> [What this task involves]:
Transcribe the lines from the one containing "Objective — one point per instance of the stone shed" to the last line, inclusive, word for word. Include no pictures.

* Begin Available data *

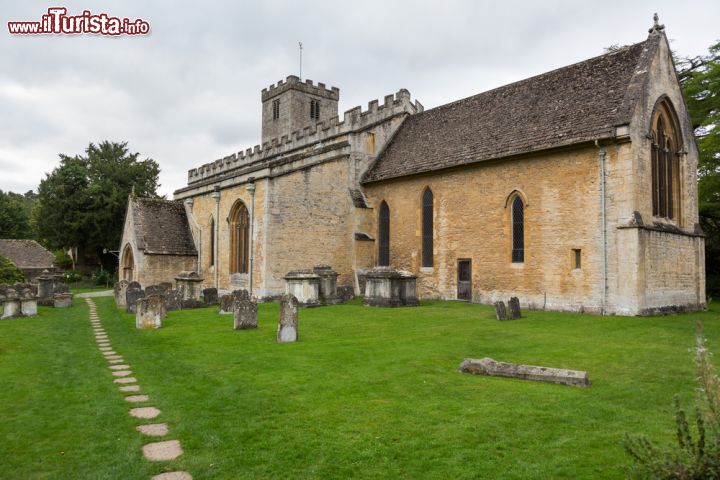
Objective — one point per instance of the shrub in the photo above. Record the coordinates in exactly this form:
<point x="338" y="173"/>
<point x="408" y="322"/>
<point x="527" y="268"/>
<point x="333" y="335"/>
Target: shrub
<point x="697" y="453"/>
<point x="63" y="260"/>
<point x="9" y="273"/>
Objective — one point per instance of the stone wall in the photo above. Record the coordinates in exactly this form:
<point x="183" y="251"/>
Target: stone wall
<point x="472" y="221"/>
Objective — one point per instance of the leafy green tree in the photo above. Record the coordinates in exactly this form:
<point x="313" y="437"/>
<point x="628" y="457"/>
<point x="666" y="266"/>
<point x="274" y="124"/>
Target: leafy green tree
<point x="9" y="273"/>
<point x="15" y="215"/>
<point x="82" y="202"/>
<point x="700" y="79"/>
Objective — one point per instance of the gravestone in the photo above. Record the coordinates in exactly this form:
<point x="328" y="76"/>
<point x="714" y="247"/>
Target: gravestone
<point x="11" y="304"/>
<point x="500" y="312"/>
<point x="28" y="303"/>
<point x="210" y="296"/>
<point x="488" y="366"/>
<point x="288" y="321"/>
<point x="150" y="312"/>
<point x="514" y="305"/>
<point x="120" y="289"/>
<point x="133" y="294"/>
<point x="227" y="302"/>
<point x="173" y="300"/>
<point x="62" y="300"/>
<point x="245" y="312"/>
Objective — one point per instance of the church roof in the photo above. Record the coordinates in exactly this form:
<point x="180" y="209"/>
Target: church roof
<point x="574" y="104"/>
<point x="26" y="254"/>
<point x="161" y="227"/>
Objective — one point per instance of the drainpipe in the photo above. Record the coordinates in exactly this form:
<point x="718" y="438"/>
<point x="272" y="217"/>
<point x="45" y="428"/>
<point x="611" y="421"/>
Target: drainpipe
<point x="602" y="153"/>
<point x="194" y="227"/>
<point x="216" y="196"/>
<point x="251" y="190"/>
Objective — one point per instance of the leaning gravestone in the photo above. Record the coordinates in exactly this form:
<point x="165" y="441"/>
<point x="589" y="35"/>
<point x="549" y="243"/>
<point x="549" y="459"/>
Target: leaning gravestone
<point x="133" y="294"/>
<point x="288" y="321"/>
<point x="120" y="289"/>
<point x="514" y="305"/>
<point x="150" y="312"/>
<point x="210" y="296"/>
<point x="173" y="300"/>
<point x="500" y="312"/>
<point x="245" y="312"/>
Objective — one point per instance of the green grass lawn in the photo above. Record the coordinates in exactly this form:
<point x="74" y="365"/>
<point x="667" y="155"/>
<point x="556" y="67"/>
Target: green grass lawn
<point x="366" y="393"/>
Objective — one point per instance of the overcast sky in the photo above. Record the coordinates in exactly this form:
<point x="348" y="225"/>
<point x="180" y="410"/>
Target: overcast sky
<point x="189" y="92"/>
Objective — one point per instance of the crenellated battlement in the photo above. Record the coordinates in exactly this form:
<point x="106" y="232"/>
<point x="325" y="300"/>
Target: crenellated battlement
<point x="353" y="120"/>
<point x="307" y="87"/>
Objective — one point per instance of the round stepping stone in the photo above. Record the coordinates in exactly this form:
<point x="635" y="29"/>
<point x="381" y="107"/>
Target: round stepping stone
<point x="153" y="430"/>
<point x="173" y="476"/>
<point x="125" y="380"/>
<point x="162" y="451"/>
<point x="137" y="398"/>
<point x="145" y="412"/>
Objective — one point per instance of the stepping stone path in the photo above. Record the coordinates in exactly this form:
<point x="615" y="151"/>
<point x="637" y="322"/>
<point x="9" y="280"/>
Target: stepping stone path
<point x="157" y="451"/>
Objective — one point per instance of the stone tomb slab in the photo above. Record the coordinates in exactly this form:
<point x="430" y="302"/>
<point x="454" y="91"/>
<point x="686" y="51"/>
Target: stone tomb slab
<point x="488" y="366"/>
<point x="145" y="412"/>
<point x="162" y="451"/>
<point x="154" y="429"/>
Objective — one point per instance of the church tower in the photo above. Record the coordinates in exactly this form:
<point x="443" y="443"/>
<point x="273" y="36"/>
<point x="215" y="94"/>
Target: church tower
<point x="293" y="105"/>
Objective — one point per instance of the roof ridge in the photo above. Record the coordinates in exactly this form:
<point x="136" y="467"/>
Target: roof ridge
<point x="534" y="77"/>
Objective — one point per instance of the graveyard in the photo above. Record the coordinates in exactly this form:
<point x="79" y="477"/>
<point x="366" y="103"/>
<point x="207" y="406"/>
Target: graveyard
<point x="364" y="392"/>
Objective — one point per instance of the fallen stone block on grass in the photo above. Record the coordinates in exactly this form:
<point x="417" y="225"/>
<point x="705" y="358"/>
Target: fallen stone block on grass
<point x="488" y="366"/>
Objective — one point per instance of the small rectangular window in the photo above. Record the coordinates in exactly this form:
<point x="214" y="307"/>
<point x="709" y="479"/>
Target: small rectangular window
<point x="577" y="258"/>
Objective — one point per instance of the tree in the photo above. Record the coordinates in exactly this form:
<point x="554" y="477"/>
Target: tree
<point x="82" y="202"/>
<point x="9" y="273"/>
<point x="700" y="80"/>
<point x="15" y="215"/>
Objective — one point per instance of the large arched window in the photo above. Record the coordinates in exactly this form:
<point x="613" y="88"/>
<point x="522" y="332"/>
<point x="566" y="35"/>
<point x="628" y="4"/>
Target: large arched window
<point x="239" y="238"/>
<point x="427" y="228"/>
<point x="518" y="229"/>
<point x="665" y="161"/>
<point x="384" y="235"/>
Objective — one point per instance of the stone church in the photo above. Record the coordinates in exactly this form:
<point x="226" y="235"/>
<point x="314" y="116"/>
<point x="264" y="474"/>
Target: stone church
<point x="573" y="190"/>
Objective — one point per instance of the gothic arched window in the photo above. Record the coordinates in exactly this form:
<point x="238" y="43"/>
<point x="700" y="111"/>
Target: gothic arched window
<point x="665" y="161"/>
<point x="384" y="235"/>
<point x="239" y="238"/>
<point x="518" y="230"/>
<point x="427" y="228"/>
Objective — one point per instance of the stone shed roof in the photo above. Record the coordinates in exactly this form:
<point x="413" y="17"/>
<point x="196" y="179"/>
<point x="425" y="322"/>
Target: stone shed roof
<point x="570" y="105"/>
<point x="26" y="254"/>
<point x="161" y="227"/>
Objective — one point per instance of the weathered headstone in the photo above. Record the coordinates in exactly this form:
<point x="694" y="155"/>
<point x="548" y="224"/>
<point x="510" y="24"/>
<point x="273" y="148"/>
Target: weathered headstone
<point x="173" y="300"/>
<point x="245" y="312"/>
<point x="11" y="304"/>
<point x="133" y="294"/>
<point x="500" y="312"/>
<point x="62" y="300"/>
<point x="514" y="305"/>
<point x="488" y="366"/>
<point x="210" y="296"/>
<point x="288" y="321"/>
<point x="28" y="303"/>
<point x="120" y="289"/>
<point x="150" y="312"/>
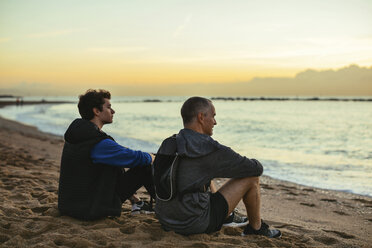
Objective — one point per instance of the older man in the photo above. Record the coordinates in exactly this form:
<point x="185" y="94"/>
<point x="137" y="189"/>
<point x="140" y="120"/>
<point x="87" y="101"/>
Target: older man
<point x="195" y="209"/>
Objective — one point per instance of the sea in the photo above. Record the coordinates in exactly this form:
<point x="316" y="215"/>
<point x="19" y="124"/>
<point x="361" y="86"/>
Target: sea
<point x="320" y="143"/>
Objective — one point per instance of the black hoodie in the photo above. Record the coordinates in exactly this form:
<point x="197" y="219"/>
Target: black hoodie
<point x="86" y="190"/>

* End Available data *

> [Task response]:
Objective — one point per instance of the stone shed roof in the photo above. Record the coordinates in exactly this form:
<point x="413" y="17"/>
<point x="196" y="179"/>
<point x="425" y="322"/>
Target: stone shed roof
<point x="570" y="105"/>
<point x="26" y="254"/>
<point x="161" y="227"/>
Objective — one point per instance of the weathered headstone in the photo above. Record the coordinates in exactly this form:
<point x="694" y="155"/>
<point x="548" y="224"/>
<point x="510" y="24"/>
<point x="273" y="148"/>
Target: weathered headstone
<point x="173" y="300"/>
<point x="245" y="312"/>
<point x="11" y="304"/>
<point x="133" y="294"/>
<point x="500" y="312"/>
<point x="62" y="300"/>
<point x="514" y="305"/>
<point x="488" y="366"/>
<point x="210" y="296"/>
<point x="288" y="321"/>
<point x="28" y="303"/>
<point x="120" y="289"/>
<point x="150" y="312"/>
Objective — one point per instance of the older man in the photo above. Record the coordinates in exactly this form:
<point x="185" y="94"/>
<point x="137" y="189"/>
<point x="140" y="120"/>
<point x="87" y="101"/>
Target: older man
<point x="195" y="209"/>
Objective — one point per instance of the sea in the photo above. Record the coordinates in exactly this form:
<point x="316" y="215"/>
<point x="19" y="124"/>
<point x="361" y="86"/>
Target: sea
<point x="320" y="143"/>
Objective — one point per instance of the black hoodie in the photo above. Record the coordinates in exactly this form:
<point x="197" y="219"/>
Target: black hoodie
<point x="86" y="190"/>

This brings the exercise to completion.